— Tareas escritas —
[a] Transcribe sin cambios el tramo del fragmento sobre el amor y la melancolía que empieza en las palabras "Cómo vivir en el presente" y termina después de "imaginación de nadie.".
[b] Prolonga el fragmento sobre el amor y la melancolía a partir de su última oración.

— Fragmento citado —
══════
Cómo vivir en el presente si todo tu cuerpo te pide aferrarte al pasado. Cómo vivir en el pasado si el amor que lo habitaba es una casa en ruinas que todo el mundo mira con vergüenza. Cómo amar si no se puede vencer la tentación de «convertir en dogma cualquier estado de ánimo pasajero». Cómo inspirar amor si lo único que te da satisfacción es que te admiren. Cómo acomodarse a las «servidumbres y claudicaciones» que parece imponer la vida urbana de clase acomodada. Cómo renunciar al misterio de la pasión romántica por el continuo carnaval de luces y diversión de la vida nocturna en la gran ciudad. Cómo aceptar que la trágica melancolía no sirve para vivir, que la sensualidad se marchita, y el misterio, ese velo oscuro que envuelve en sus hilos de sombra los deseos, ya no proyecta historias maravillosas en la imaginación de nadie.
══════
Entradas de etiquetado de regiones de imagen
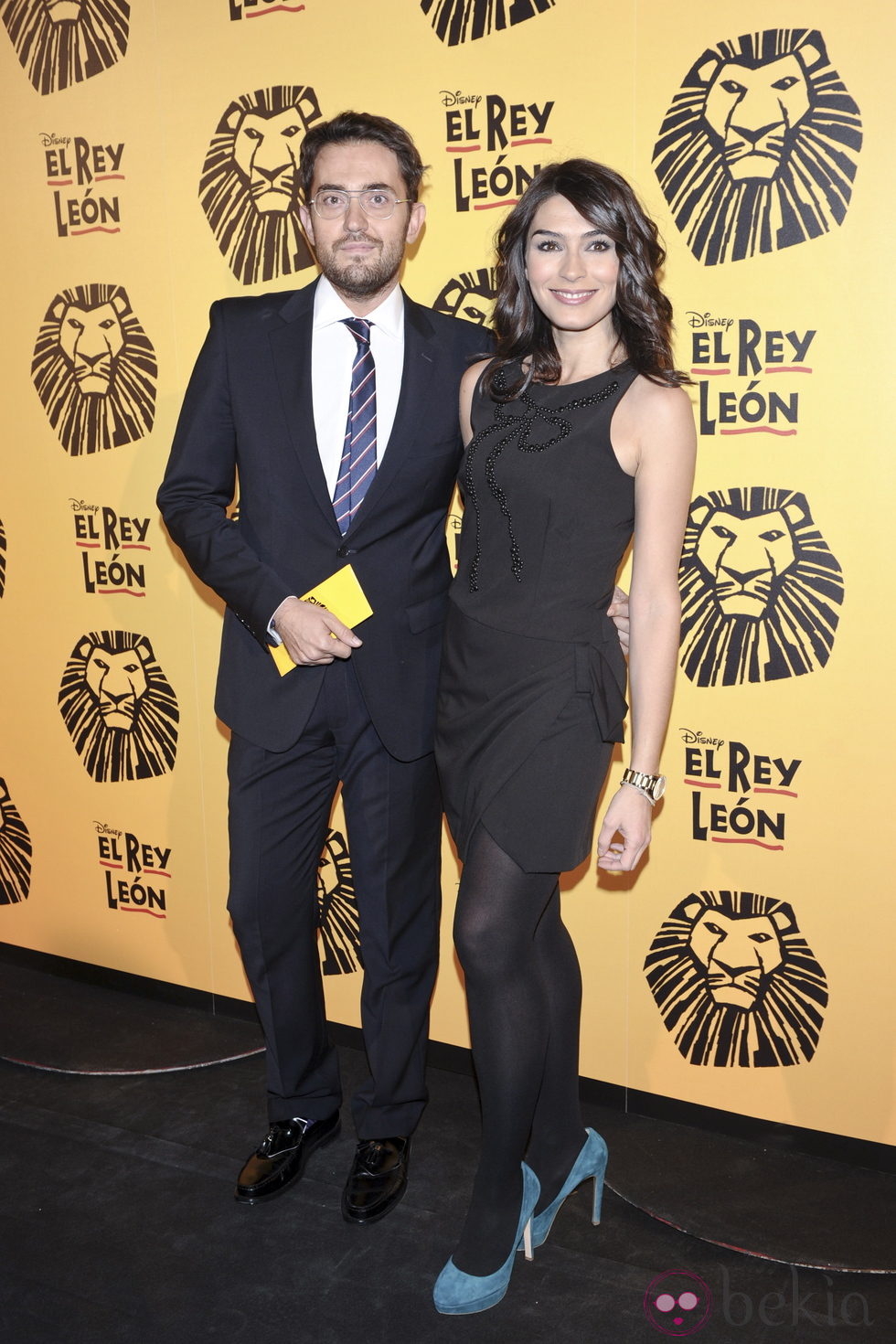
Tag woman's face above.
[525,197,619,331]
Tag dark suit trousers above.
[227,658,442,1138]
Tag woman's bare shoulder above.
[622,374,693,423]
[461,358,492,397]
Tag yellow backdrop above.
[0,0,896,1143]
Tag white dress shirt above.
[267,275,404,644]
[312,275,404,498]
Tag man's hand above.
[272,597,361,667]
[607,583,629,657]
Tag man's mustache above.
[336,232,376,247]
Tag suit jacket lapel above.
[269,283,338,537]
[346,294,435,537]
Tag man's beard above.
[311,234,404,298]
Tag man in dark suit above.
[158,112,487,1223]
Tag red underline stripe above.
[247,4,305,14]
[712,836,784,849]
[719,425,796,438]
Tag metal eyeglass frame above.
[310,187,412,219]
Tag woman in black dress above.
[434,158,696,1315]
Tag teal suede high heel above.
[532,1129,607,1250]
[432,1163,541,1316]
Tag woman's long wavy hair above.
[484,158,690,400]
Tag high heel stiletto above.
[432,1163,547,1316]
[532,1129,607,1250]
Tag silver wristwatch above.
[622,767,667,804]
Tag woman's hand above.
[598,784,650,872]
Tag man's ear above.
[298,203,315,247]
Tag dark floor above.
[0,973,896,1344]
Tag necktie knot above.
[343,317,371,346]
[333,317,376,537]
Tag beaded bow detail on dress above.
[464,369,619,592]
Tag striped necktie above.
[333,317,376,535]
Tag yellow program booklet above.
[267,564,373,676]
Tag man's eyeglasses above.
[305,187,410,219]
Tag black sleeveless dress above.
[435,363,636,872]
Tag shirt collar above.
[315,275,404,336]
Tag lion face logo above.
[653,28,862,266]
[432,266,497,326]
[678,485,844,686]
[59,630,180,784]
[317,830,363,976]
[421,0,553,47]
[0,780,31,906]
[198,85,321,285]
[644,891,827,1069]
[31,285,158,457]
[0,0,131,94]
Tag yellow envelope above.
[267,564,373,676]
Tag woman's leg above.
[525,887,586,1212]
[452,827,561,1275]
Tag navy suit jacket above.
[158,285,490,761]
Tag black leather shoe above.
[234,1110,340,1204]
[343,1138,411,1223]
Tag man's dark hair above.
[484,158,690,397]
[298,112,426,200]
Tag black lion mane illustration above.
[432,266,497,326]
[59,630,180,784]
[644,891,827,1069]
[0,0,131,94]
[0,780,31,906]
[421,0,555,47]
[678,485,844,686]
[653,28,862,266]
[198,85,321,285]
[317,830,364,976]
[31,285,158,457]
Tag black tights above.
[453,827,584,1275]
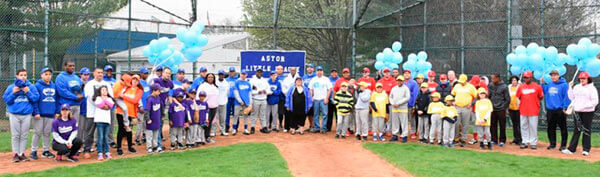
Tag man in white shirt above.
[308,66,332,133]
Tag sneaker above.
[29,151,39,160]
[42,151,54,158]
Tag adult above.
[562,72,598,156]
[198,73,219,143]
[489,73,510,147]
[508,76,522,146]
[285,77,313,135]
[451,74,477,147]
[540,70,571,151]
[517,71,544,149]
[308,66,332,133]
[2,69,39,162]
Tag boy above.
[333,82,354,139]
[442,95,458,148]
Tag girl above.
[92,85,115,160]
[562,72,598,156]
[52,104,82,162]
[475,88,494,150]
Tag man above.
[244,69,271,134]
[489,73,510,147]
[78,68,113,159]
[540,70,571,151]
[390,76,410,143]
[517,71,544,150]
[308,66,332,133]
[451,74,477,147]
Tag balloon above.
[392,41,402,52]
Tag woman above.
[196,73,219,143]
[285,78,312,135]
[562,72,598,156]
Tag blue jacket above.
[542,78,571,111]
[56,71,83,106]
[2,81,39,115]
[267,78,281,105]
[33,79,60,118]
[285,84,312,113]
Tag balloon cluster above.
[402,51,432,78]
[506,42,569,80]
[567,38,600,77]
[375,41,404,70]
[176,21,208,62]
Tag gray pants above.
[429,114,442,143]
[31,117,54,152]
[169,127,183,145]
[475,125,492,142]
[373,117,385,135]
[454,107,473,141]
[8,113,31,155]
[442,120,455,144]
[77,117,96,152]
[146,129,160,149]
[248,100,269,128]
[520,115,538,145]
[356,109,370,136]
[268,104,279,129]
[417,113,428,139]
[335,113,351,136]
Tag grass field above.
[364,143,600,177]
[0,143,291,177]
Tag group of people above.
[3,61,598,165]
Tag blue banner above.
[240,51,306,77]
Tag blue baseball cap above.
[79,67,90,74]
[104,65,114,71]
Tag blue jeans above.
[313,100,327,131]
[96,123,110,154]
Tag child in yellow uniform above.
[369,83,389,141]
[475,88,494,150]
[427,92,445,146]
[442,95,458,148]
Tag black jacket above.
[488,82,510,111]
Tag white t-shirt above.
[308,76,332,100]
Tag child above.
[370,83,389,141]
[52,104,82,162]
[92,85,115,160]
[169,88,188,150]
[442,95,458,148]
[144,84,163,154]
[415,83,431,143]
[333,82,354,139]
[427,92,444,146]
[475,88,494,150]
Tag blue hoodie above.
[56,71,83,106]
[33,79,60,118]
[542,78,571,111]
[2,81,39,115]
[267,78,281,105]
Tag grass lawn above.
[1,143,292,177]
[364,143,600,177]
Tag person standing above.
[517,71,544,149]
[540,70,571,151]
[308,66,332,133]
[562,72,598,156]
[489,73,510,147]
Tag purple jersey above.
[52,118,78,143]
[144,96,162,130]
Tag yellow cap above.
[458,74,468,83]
══════
— Respuestas en orden —
[a]
Cómo vivir en el presente si todo tu cuerpo te pide aferrarte al pasado. Cómo vivir en el pasado si el amor que lo habitaba es una casa en ruinas que todo el mundo mira con vergüenza. Cómo amar si no se puede vencer la tentación de «convertir en dogma cualquier estado de ánimo pasajero». Cómo inspirar amor si lo único que te da satisfacción es que te admiren. Cómo acomodarse a las «servidumbres y claudicaciones» que parece imponer la vida urbana de clase acomodada. Cómo renunciar al misterio de la pasión romántica por el continuo carnaval de luces y diversión de la vida nocturna en la gran ciudad. Cómo aceptar que la trágica melancolía no sirve para vivir, que la sensualidad se marchita, y el misterio, ese velo oscuro que envuelve en sus hilos de sombra los deseos, ya no proyecta historias maravillosas en la imaginación de nadie.

[b]
Este año se cumplen cien años del nacimiento de Carmen Martín Gaite y la sigo sintiendo tan cercana que me basta cerrar los ojos para oler el rastro de colonia de limón en el pañuelo manchado de maquillaje de la heroína de esta novela, que, como todas sus heroínas, de alguna manera siempre son ella misma.